> [TEXT]:
State v. Lindsay, 45 N.C. App. 514 (1980)

March 4, 1980 · North Carolina Court of Appeals · No. 798SC797
45 N.C. App. 514

STATE OF NORTH CAROLINA v. HOWARD P. LINDSAY

No. 798SC797

(Filed 4 March 1980)

Homicide § 21.9— husband’s attempt to prevent wife’s suicide — insufficient evidence of manslaughter

Defendant who was accused of shooting his wife was entitled to a dismissal of the charges against him where the evidence tended to show that defendant turned from the refrigerator to see his wife holding a gun; the wife said, “I’ve had it”; defendant walked toward his wife and attempted to prevent her suicide; and the gun went off when he had a partial hold on it.

APPEAL by defendant from Barefoot, Judge. Judgment entered 26 April 1979 in Superior Court, Wayne County. Heard in the Court of Appeals 29 January 1980.

Defendant was indicted for second degree murder in the shooting death of his wife. He was found guilty of voluntary manslaughter and sentenced to 10-12 years. Defendant appeals.

Attorney General Edmisten, by Associate Attorney Christopher P. Brewer, for the State.

Hulse and Hulse, by Herbert B. Hulse, for defendant appellant.

ARNOLD, Judge.

Defendant contends that he was entitled to have his motions for dismissal granted. We need not consider whether defendant was entitled to dismissal of the charge of second degree murder, since the jury did not find him guilty of that crime. However, we do consider the merits of his contention with regard to the lesser offenses of voluntary and involuntary manslaughter.

*515A motion to dismiss and a motion for nonsuit are equivalent. See G.S. 15-173. Upon either motion, the test is whether the evidence, considered in the light most favorable to the State, is sufficient to show each essential element of the offense, and that defendant was the perpetrator. State v. Vestal, 278 N.C. 561, 180 S.E. 2d 755 (1971). Having applied this test, we have determined that defendant was entitled to have the charges against him dismissed.

The evidence, in the light most favorable to the State, shows the following: On 28 November 1978, the police, responding to a call, found defendant’s wife lying in a pool of blood on the floor of her home. A .38 caliber revolver was lying across the fingertips of her right hand. Defendant told the police at that time that his wife just had fixed a sandwich for him to take to work. He had been at the refrigerator getting some juice, and when he turned around his wife said, “I’ve had it.” She had a gun in her right hand and the gun was cocked. Defendant started walking toward her, asking her to talk about it, and he was about one foot away from her when she shot herself.

> [DATA LINES]:

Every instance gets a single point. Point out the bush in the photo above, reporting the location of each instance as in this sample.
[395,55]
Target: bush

> [STATED EXERCISE]:
Continue the appellate opinion in State v. Lindsay, starting immediately after its final sentence, in which the defendant says his wife shot herself.

> [RESULT]:
Defendant stated that things bothered his wife at times, but that she was not sick at this time as far as he knew. She had been upset over his buying a sweater the night before, but they did not argue. He could not understand why she shot herself.

On December 1, defendant was questioned by the police. At that time, he told them that his wife had had bad headaches, dizziness and depression. At one time she had stated that she couldn’t live with the headaches. On the day of her death, his wife had decided not to go to work, and he offered to stay home with her but she said it was not necessary. Defendant repeated to the police that when he turned from the refrigerator, his wife had a gun in her hand, and she said, “I’ve had it.” He stated that he took hold of her arm and the gun fired. To specific questions, defendant gave the following answers: Q: “Did your wife shoot herself?” A: “I’m satisfied that my wife did not shoot herself.” Q: “Did you shoot your wife?” A: “I could have. I partly had a hold of the gun. I was trying to get the gun away from her.” Defendant and his wife had not argued on the day of her death.

The forensic pathologist who performed the autopsy on defendant’s wife testified that she died from a gunshot wound to *516the head. Powder found on the skin near the wound indicated that the gun was “not too far away” when it was fired. The wound was not like suicide wounds he had observed, because “[sjuicidal individuals, when they shoot themselves will place the gun in contact with or very close proximity . . . [to] the skin.” But if the suicide were interrupted by two people struggling for the gun, he would not expect to see a typical suicide pattern.

Hand wipings taken from the deceased did not reveal significant concentrations of barium and antimony, but this did not eliminate the possibility that the deceased had fired the gun. No hand wipings were taken from defendant.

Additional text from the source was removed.